** start **
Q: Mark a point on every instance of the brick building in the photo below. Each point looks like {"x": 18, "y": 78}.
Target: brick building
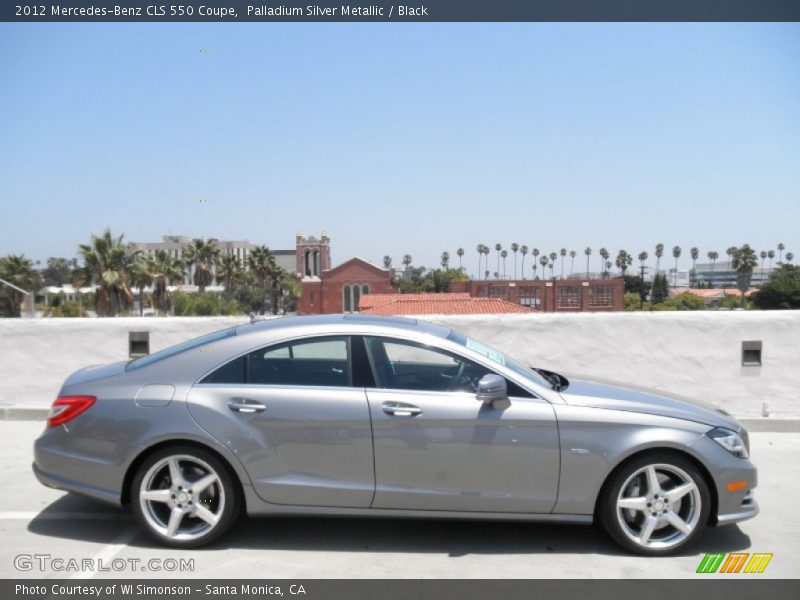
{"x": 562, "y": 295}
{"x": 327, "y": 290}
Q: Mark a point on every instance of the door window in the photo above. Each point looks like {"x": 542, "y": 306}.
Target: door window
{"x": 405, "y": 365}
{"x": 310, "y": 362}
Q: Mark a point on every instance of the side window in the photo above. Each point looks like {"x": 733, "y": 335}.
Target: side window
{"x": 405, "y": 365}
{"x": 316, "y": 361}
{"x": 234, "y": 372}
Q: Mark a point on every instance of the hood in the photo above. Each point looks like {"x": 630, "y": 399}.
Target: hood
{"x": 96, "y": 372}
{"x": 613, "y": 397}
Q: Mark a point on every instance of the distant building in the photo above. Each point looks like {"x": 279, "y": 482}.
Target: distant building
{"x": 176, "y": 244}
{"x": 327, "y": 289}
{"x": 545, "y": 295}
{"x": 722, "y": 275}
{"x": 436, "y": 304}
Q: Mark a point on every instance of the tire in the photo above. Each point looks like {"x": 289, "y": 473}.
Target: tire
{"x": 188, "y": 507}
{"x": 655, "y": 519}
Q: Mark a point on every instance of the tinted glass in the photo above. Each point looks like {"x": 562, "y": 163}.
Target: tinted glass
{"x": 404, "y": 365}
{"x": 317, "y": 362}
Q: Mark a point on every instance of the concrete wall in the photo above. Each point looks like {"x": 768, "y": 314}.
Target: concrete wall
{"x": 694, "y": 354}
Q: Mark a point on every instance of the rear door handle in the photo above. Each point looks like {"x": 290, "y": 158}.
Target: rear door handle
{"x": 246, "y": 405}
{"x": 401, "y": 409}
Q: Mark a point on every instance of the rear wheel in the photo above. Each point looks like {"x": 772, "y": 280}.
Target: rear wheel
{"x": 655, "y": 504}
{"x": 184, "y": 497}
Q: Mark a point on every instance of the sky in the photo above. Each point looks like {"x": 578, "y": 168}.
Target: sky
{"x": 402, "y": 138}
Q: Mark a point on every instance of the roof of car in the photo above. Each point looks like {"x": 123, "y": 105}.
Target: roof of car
** end **
** start **
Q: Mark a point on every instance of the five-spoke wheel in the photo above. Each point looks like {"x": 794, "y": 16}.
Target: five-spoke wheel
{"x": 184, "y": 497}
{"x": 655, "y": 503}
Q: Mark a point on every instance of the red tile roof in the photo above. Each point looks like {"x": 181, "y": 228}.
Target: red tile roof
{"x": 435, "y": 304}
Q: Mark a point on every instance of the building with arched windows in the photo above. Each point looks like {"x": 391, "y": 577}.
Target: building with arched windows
** end **
**WHAT TO WORK ON**
Return the lines exactly as they appear, starting at the line that contains "Q: Mark a point on every instance of the sky" and ending at the line that contains "Target: roof of car", both included.

**COMPLETED EXERCISE**
Q: Mark a point on every instance of the sky in the photo above. Each point looks like {"x": 578, "y": 168}.
Target: sky
{"x": 402, "y": 138}
Q: Mark a point on every instance of the roof of car in the photo above. Each point looks like {"x": 123, "y": 105}.
Target: roof of car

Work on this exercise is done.